Exercise
Rewrite the material below, changing every "come across" to "spot" and leaving everything else untouched.
#### Records shown
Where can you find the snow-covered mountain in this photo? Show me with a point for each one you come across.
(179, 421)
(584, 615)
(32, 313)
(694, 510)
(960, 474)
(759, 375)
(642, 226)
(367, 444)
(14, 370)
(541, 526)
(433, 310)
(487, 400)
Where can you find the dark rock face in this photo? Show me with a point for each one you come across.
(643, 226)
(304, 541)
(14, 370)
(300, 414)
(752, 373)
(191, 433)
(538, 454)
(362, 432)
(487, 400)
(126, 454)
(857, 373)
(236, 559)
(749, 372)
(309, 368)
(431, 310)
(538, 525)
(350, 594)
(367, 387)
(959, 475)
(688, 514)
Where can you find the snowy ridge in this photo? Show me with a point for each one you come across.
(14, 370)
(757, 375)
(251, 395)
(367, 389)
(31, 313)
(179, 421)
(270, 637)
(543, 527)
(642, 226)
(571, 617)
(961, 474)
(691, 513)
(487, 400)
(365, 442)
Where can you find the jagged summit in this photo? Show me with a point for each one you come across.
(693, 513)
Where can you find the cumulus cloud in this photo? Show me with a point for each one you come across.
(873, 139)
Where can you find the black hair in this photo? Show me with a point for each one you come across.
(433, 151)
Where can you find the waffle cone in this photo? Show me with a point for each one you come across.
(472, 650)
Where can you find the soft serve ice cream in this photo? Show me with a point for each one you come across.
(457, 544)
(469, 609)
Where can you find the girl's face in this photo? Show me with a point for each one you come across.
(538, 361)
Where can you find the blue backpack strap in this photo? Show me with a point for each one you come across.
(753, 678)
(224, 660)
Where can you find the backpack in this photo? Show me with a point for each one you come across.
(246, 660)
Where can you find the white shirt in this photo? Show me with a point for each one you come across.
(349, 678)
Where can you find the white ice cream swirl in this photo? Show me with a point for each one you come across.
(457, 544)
########
Written response
Where can you find the snow-covered mountain in this photo? Show me with a point for each one you spot.
(179, 421)
(584, 615)
(32, 313)
(694, 510)
(960, 474)
(759, 375)
(642, 226)
(367, 444)
(14, 370)
(541, 526)
(433, 310)
(487, 400)
Where can you find the dark rock face in this photo? Show me with a point for each one you spot.
(643, 226)
(304, 541)
(14, 370)
(300, 414)
(752, 373)
(191, 433)
(538, 454)
(362, 432)
(487, 400)
(126, 454)
(857, 373)
(236, 559)
(749, 372)
(309, 368)
(431, 310)
(538, 525)
(350, 594)
(367, 387)
(959, 475)
(688, 514)
Where can you find the snowy ridge in this photo? Show me with a point for each one you spot.
(14, 370)
(757, 375)
(251, 395)
(367, 389)
(31, 313)
(179, 421)
(270, 637)
(543, 527)
(642, 226)
(571, 617)
(961, 474)
(691, 513)
(487, 400)
(365, 442)
Where can you find the jagged summit in this photo? Show me with a point for each one you spot.
(693, 513)
Where can you find the cumulus cloud in this photo? Show me with a point for each one you spot.
(873, 139)
Where can you find the black hair in this photo? Show me with a point for each one you spot.
(433, 151)
Where can you find the waffle cone in this photo? Show me with a point for each one you spot.
(472, 650)
Where can you find the soft serve ice cream in this photo? Show me with a point for each one you spot.
(457, 544)
(469, 609)
Where can you find the girl's face in this photo? Show me with a point for each one you spot.
(538, 361)
Where can you find the blue backpack strap in this photo? Show me with a point for each one you spot.
(753, 678)
(224, 660)
Where can you find the backpack in this photo? Show me with a point for each one you spot.
(246, 660)
Where can you find the white shirt in this photo? Show me with a point for each one you spot.
(349, 678)
Where can you find the white ice cream swirl in this photo? Show me with a point for each one you spot.
(457, 544)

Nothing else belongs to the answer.